Problem statement - Return the entire listing exactly, leaving nothing out.
*** Opening Provided data ***
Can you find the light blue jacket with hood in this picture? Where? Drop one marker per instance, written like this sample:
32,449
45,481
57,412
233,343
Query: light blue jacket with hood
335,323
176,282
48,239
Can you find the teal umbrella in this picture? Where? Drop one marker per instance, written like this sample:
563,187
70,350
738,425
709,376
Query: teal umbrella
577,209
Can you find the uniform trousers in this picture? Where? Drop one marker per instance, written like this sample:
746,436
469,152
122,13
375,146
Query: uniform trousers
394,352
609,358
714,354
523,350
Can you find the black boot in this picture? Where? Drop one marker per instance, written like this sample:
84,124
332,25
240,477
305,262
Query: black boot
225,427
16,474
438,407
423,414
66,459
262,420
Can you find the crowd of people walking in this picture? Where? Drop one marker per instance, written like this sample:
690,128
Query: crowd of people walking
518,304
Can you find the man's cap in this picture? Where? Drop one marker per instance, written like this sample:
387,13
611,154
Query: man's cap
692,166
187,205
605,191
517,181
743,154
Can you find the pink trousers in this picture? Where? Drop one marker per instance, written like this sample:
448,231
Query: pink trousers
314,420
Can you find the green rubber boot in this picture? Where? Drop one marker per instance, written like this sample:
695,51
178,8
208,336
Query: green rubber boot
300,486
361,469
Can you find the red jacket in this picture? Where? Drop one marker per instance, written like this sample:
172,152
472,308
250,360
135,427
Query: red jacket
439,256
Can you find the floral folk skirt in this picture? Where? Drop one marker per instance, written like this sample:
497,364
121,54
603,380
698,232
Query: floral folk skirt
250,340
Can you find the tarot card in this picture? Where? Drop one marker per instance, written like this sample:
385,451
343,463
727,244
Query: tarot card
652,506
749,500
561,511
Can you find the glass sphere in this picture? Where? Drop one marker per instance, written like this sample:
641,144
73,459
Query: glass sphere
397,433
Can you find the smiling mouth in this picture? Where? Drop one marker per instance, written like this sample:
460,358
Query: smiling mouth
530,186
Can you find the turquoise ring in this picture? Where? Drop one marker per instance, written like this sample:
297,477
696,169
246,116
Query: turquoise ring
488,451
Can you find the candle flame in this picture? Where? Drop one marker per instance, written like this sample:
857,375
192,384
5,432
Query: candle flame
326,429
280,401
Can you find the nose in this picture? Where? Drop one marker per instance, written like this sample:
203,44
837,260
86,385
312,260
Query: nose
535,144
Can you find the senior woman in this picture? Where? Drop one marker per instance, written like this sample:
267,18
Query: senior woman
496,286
*** Closing Provided data ***
Reply -
Can you find the light blue jacket with hood in this picture? Where? Drop one marker per instance, written like this sample:
32,449
45,481
57,412
233,343
Query: light blue jacket with hood
335,323
176,282
48,239
Can you find the teal umbrella in this picture? Where? Drop one marker per instance, written like this sample:
563,187
70,350
738,425
709,376
Query: teal umbrella
577,209
Can you find the uniform trousers in this picture? Where? Drop one marker per instance, written like this sample:
746,436
469,152
122,13
375,146
Query: uniform trousers
394,352
609,358
714,354
523,350
Can you find the black boot in this picture? Where? Drop one marker per instance, written like this sample:
84,124
332,25
240,477
305,262
Query: black boot
225,427
16,474
438,407
423,414
66,459
262,420
Can you find the crowd of people walking in this picture? Where? Drop one marker per instance, written like this sample:
690,128
Query: crowd of people walking
518,304
Can you find the man's cap in this picture? Where? Drop one marker per instance, written like this sample:
387,13
611,154
Query: man's cap
692,166
187,205
605,191
517,181
743,154
Can you find the pink trousers in this picture? Where? Drop one marker per instance, written like this sample:
448,231
Query: pink trousers
314,420
Can you find the green rubber boot in this picture? Where? Drop one marker per instance, written like this sample:
695,51
178,8
208,336
Query: green rubber boot
300,486
361,469
Can you find the red jacket in this picture? Where? Drop one marker per instance, written like this sample:
172,152
472,308
250,360
135,427
Query: red jacket
439,256
Can you find the floral folk skirt in this picture? Where? Drop one marker per instance, written like this sample:
497,364
121,54
603,380
698,232
Query: floral folk skirt
250,340
Can you find the tarot card in this picture? Where? Drop one marker per instance, written like this sample:
385,451
343,463
727,244
Query: tarot card
652,506
749,500
561,511
Can you find the glass sphere in this picture? Where? Drop one marker per instance, written like this sample:
641,144
73,459
Query: glass sphere
397,433
Can you find the smiling mouth in this picture? Where? Drop one marker per instance, written like this sample:
460,358
Query: smiling mouth
530,186
Can you find the turquoise ring in this picture? Where? Drop one marker per instance, written like this sample:
297,477
696,169
246,116
Query: turquoise ring
488,451
Can you find the candle flame in this picture? Where? Drop one marker per instance, written like this sample:
857,375
192,384
5,432
Query: candle flame
326,429
280,401
Can you find the nose in this picture? Where? Drop one marker per instance, written like this sample:
203,44
837,260
86,385
312,260
Query: nose
535,144
Can you find the senior woman in this picture? Where? Drop one marker per instance, written like this sample:
267,18
Query: senior woman
496,286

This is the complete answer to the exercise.